» THE PROBLEM
Check each line of the records below for the word "laptop" and copy those where it appears.
[DATA SHOWN — start]
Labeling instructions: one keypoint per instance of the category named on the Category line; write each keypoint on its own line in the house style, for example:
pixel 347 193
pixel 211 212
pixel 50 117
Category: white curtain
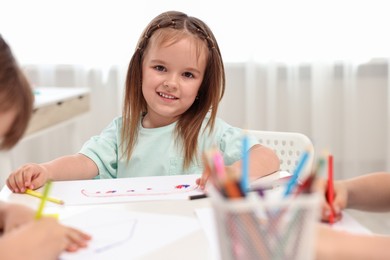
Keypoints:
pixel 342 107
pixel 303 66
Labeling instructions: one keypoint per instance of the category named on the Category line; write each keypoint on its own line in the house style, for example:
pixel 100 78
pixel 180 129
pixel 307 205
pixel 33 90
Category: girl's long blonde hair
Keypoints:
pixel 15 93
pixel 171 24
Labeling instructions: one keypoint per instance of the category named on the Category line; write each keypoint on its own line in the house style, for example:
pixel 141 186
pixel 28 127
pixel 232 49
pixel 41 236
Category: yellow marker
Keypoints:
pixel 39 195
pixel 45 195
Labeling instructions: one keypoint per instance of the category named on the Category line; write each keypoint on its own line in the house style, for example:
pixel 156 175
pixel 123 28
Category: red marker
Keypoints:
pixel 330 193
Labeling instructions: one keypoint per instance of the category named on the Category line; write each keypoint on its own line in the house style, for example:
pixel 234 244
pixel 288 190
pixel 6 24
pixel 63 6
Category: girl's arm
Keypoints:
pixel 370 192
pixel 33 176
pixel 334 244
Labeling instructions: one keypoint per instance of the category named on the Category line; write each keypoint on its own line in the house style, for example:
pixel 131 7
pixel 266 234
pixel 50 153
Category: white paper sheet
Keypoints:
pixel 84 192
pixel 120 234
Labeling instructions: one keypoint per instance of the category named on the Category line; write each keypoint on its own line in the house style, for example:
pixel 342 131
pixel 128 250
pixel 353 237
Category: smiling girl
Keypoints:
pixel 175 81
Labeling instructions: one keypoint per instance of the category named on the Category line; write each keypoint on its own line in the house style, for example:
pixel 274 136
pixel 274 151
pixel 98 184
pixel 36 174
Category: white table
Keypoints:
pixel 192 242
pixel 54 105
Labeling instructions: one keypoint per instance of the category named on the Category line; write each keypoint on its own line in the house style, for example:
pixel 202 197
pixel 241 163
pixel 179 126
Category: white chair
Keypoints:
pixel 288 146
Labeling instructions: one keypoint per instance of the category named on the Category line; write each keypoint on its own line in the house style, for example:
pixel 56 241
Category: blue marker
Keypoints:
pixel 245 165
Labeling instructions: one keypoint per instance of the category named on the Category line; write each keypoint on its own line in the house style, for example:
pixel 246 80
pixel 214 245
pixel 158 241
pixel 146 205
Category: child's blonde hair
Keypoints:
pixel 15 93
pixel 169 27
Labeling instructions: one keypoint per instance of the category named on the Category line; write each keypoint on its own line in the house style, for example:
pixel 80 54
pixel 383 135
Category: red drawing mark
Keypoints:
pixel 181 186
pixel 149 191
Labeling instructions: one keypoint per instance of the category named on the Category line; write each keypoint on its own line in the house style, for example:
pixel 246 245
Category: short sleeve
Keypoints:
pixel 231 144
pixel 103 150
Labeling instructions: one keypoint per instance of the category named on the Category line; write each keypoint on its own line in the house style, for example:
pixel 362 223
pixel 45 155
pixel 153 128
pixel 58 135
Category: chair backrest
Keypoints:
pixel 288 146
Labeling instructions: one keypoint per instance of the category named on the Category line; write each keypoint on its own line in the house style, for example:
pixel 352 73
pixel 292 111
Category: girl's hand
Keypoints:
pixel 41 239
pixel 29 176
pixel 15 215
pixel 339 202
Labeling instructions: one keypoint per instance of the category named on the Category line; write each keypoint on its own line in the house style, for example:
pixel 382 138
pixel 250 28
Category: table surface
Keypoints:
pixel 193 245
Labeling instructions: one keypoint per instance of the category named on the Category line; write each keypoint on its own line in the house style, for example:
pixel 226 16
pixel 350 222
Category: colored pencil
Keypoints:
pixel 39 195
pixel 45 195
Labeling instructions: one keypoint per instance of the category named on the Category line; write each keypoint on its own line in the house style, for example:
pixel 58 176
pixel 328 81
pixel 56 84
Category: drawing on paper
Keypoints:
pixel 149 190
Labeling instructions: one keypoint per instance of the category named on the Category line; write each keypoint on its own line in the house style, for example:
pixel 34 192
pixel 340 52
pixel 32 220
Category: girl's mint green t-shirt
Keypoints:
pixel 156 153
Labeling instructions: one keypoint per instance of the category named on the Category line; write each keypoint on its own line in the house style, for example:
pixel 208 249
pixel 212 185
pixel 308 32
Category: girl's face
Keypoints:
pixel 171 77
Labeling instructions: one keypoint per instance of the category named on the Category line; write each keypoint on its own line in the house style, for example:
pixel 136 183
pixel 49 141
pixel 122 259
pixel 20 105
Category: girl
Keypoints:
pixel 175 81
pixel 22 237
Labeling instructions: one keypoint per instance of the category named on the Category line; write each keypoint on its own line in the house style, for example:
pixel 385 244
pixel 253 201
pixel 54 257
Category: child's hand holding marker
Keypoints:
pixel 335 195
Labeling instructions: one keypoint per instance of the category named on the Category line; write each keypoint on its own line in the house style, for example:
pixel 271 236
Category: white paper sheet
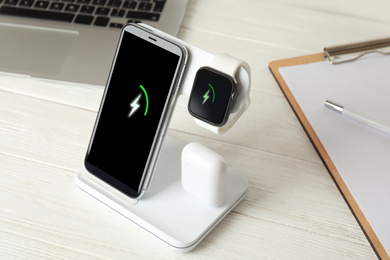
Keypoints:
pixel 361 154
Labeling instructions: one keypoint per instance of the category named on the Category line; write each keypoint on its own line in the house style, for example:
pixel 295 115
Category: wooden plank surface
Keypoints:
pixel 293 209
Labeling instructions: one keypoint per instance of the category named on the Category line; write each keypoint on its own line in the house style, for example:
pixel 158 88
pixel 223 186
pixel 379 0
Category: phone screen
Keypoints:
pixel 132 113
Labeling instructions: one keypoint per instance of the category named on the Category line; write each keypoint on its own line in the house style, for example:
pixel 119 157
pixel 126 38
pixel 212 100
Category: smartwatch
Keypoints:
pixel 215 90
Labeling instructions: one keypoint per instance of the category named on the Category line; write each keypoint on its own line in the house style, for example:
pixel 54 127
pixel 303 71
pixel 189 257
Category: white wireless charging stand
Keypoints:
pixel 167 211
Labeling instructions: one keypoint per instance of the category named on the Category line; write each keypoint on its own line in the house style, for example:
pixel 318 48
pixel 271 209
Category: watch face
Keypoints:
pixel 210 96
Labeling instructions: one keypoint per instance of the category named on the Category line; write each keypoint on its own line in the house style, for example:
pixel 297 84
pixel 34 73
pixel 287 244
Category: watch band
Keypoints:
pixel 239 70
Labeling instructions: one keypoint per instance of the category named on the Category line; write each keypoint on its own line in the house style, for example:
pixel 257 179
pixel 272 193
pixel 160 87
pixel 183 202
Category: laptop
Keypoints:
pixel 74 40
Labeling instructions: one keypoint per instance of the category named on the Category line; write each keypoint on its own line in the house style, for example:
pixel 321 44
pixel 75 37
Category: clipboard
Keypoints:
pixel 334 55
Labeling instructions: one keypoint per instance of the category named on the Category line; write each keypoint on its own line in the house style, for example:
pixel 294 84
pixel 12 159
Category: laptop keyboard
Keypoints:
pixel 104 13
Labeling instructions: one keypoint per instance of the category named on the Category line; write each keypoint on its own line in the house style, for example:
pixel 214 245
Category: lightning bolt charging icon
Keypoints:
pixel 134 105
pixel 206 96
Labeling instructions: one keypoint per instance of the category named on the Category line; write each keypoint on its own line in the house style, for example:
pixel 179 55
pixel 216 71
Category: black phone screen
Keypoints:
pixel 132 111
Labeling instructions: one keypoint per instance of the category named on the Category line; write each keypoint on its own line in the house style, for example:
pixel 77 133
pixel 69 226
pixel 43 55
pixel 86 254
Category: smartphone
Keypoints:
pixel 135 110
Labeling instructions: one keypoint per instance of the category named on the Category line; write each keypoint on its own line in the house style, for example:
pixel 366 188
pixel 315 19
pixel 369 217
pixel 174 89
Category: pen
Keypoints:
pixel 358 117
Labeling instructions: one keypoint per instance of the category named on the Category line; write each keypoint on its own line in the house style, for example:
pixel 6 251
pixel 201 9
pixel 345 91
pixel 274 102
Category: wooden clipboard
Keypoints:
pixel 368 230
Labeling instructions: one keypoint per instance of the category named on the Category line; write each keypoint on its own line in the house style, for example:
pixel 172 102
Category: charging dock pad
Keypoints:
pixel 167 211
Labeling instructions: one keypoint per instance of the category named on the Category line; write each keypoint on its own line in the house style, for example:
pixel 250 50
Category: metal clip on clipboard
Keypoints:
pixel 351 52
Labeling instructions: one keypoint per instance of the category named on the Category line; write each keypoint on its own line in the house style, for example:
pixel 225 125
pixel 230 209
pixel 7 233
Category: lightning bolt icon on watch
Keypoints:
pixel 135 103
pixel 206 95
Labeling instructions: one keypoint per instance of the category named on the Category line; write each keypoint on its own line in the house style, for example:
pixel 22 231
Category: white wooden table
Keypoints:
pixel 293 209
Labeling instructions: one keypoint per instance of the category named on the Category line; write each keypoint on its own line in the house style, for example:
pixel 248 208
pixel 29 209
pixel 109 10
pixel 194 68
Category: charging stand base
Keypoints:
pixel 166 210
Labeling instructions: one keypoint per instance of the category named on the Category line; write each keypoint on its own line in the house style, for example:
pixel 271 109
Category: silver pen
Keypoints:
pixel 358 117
[DATA SHOWN — finish]
[DATA SHOWN — start]
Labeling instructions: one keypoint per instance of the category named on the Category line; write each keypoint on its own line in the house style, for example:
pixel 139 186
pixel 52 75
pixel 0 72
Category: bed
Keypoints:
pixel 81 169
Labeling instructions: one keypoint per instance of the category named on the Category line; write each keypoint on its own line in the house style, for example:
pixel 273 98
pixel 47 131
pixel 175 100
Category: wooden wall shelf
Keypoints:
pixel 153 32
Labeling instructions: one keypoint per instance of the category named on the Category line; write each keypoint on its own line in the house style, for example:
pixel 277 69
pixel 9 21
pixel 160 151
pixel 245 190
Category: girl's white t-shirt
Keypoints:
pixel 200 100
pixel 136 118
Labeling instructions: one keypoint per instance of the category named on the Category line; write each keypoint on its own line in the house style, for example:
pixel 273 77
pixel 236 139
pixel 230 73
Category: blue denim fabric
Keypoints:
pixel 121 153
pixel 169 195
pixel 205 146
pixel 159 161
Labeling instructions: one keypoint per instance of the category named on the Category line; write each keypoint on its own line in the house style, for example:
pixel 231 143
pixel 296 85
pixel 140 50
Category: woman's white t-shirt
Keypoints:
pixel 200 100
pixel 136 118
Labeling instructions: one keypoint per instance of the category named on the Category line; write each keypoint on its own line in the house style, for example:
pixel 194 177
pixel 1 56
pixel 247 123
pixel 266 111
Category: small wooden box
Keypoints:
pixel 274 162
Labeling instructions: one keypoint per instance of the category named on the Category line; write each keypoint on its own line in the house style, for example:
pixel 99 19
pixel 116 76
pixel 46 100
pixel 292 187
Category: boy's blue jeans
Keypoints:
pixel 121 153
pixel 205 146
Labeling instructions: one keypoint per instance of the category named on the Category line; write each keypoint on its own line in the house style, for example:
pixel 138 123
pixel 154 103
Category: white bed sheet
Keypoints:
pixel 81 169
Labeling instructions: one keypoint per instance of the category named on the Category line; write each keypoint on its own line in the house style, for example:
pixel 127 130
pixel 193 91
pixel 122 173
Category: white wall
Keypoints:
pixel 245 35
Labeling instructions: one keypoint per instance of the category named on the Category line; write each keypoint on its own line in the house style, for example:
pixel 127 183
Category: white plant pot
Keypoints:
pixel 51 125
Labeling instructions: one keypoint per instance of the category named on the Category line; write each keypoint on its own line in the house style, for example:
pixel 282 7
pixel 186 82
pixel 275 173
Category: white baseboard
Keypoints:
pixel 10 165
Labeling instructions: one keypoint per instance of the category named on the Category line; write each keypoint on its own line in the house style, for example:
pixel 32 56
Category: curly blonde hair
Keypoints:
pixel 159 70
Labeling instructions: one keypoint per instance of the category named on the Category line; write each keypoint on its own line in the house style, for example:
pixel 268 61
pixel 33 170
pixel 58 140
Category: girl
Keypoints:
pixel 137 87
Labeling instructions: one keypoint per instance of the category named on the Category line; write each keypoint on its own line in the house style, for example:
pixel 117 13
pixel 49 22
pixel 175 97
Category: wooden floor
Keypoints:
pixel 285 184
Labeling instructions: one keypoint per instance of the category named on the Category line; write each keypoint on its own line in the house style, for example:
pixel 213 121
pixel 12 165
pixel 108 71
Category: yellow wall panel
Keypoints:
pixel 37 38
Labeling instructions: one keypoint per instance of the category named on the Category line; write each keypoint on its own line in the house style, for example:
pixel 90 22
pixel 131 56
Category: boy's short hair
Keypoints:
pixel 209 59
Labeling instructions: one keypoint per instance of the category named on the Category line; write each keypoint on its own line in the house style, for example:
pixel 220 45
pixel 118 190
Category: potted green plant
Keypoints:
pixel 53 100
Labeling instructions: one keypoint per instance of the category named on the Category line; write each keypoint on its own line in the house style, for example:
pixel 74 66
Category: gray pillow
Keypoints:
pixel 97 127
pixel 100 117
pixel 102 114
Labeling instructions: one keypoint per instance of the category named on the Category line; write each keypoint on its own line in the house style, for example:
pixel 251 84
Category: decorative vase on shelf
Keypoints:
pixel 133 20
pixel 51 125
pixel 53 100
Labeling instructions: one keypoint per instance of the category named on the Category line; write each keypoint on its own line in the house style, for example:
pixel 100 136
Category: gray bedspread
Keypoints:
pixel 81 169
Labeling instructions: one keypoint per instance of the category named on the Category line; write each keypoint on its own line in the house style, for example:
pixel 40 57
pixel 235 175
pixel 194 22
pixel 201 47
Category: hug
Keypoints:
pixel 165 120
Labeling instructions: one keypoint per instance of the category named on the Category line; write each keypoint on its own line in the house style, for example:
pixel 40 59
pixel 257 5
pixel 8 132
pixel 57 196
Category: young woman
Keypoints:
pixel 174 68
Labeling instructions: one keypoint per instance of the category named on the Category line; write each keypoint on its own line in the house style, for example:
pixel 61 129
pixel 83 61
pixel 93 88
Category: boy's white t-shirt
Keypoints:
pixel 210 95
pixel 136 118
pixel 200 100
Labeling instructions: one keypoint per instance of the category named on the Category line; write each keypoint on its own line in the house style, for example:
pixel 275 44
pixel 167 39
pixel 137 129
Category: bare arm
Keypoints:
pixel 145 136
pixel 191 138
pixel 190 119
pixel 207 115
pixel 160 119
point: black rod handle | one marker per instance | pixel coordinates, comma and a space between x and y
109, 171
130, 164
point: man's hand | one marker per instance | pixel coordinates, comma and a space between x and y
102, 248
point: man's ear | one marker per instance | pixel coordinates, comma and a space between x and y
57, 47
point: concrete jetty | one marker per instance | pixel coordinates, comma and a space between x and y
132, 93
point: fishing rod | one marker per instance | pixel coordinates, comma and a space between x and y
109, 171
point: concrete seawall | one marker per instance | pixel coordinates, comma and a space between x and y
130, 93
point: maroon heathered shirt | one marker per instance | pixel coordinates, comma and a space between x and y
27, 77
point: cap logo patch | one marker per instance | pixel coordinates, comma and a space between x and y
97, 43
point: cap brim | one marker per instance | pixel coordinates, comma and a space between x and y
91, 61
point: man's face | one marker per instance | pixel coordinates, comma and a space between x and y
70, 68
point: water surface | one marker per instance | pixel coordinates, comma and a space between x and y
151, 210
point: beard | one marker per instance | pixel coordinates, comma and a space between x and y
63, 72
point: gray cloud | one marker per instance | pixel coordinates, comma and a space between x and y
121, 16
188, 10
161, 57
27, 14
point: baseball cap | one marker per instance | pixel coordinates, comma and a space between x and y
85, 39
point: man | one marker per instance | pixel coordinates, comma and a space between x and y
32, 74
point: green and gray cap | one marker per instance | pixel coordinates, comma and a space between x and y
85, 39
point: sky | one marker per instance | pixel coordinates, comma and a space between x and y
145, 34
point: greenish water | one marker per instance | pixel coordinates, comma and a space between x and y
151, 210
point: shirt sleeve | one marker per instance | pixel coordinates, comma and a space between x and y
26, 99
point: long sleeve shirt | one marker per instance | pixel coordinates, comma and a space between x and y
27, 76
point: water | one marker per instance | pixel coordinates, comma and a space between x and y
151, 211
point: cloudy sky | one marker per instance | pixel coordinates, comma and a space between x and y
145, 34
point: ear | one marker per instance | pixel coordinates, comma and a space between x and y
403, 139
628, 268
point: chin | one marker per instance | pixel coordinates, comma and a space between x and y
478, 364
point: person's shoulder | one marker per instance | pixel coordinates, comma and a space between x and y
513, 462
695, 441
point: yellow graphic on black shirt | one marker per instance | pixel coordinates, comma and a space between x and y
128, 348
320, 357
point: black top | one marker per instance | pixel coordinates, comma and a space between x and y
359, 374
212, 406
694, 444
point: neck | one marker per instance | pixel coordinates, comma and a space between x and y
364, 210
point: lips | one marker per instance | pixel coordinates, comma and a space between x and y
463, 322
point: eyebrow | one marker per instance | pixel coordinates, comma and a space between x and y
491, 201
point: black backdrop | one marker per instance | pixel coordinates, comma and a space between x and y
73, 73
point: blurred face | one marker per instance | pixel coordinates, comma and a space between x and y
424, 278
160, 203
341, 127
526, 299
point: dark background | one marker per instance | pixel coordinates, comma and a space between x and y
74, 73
[DATA SHOWN — finish]
» SOLUTION TO THIS TASK
Category: laptop
Category: laptop keyboard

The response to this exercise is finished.